Source document:

———

In accordance to your question, they serve two functions related to experience:

1: Repairing and Renaming Items

Unlike crafting to repair items, Anvils can use materials to repair or combine two items. Anvils can both retain enchantments and expand on them. The player can also rename any item - not just tools or armor - using this method. This costs levels proportional to what is given. Simply renaming an item will cost 5 levels for a non-tool/armor item, whereas renaming and repairing an enchanted tool/armor is substantially more. On each use, anvils have a 12% chance to be damaged. On its last use, the GUI will close and the anvil will disappear, dropping the item on the ground.

———

Required tasks:
- A) Translate this sentence from the anvil passage into Spanish: "Anvils can both retain enchantments and expand on them."
- B) Repeat the anvil passage word for word, everything from "1: Repairing and" down to "on the ground.".

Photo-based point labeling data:
———

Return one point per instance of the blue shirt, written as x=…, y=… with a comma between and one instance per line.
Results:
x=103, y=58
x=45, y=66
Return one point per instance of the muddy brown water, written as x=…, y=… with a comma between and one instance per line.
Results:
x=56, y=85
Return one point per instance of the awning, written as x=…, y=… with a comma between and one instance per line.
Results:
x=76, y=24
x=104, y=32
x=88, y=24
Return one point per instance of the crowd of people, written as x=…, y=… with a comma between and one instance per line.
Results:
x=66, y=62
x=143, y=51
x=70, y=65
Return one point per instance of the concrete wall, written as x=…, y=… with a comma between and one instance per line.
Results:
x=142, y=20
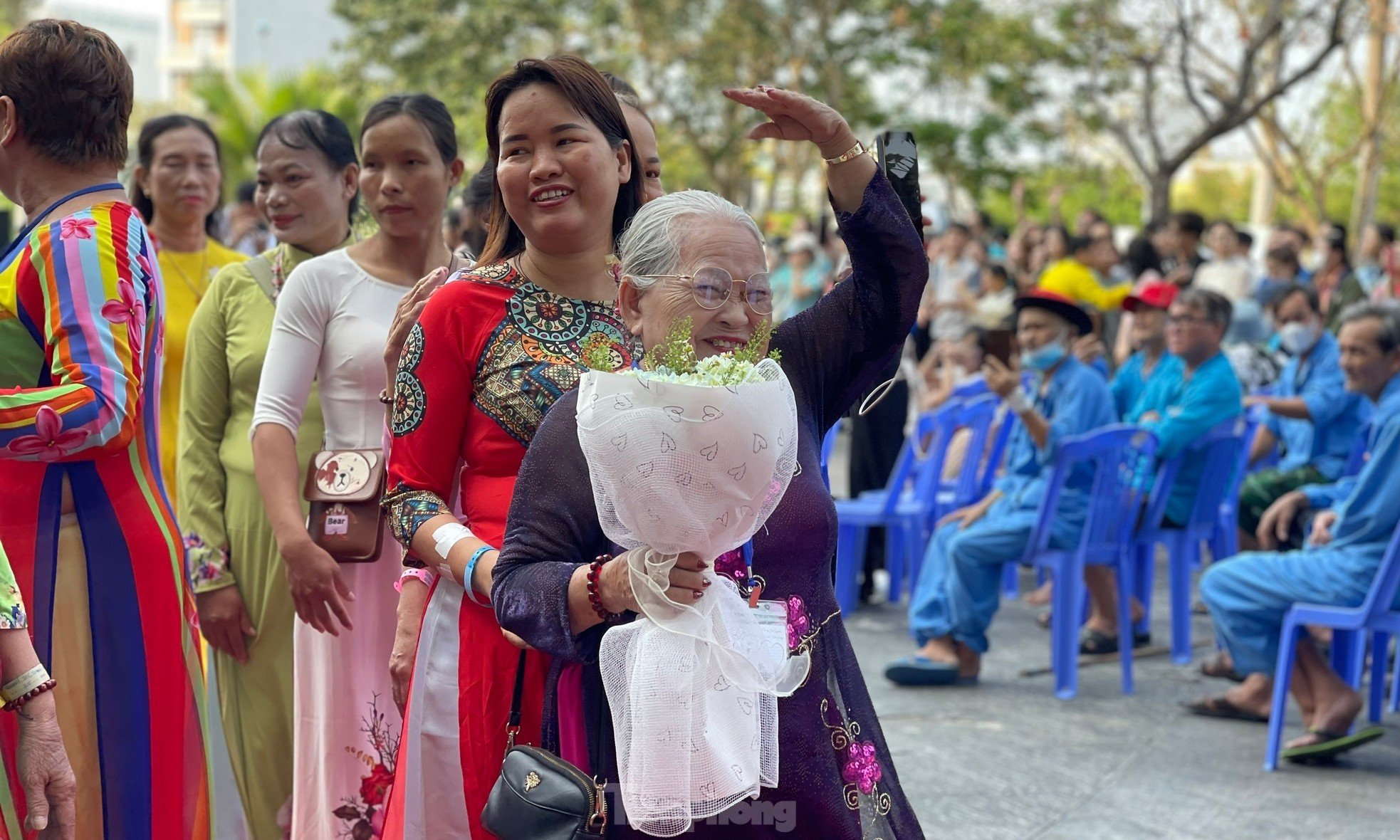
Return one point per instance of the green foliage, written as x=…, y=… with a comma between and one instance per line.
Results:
x=681, y=53
x=675, y=352
x=752, y=352
x=1111, y=189
x=240, y=107
x=598, y=353
x=1214, y=194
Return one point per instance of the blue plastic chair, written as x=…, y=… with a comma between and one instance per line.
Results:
x=1011, y=574
x=872, y=510
x=1220, y=481
x=1119, y=456
x=1260, y=416
x=827, y=446
x=1350, y=625
x=1226, y=540
x=934, y=498
x=1359, y=453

———

Expected responses:
- A) Los yunques pueden tanto conservar los encantamientos como ampliarlos.

- B)
1: Repairing and Renaming Items

Unlike crafting to repair items, Anvils can use materials to repair or combine two items. Anvils can both retain enchantments and expand on them. The player can also rename any item - not just tools or armor - using this method. This costs levels proportional to what is given. Simply renaming an item will cost 5 levels for a non-tool/armor item, whereas renaming and repairing an enchanted tool/armor is substantially more. On each use, anvils have a 12% chance to be damaged. On its last use, the GUI will close and the anvil will disappear, dropping the item on the ground.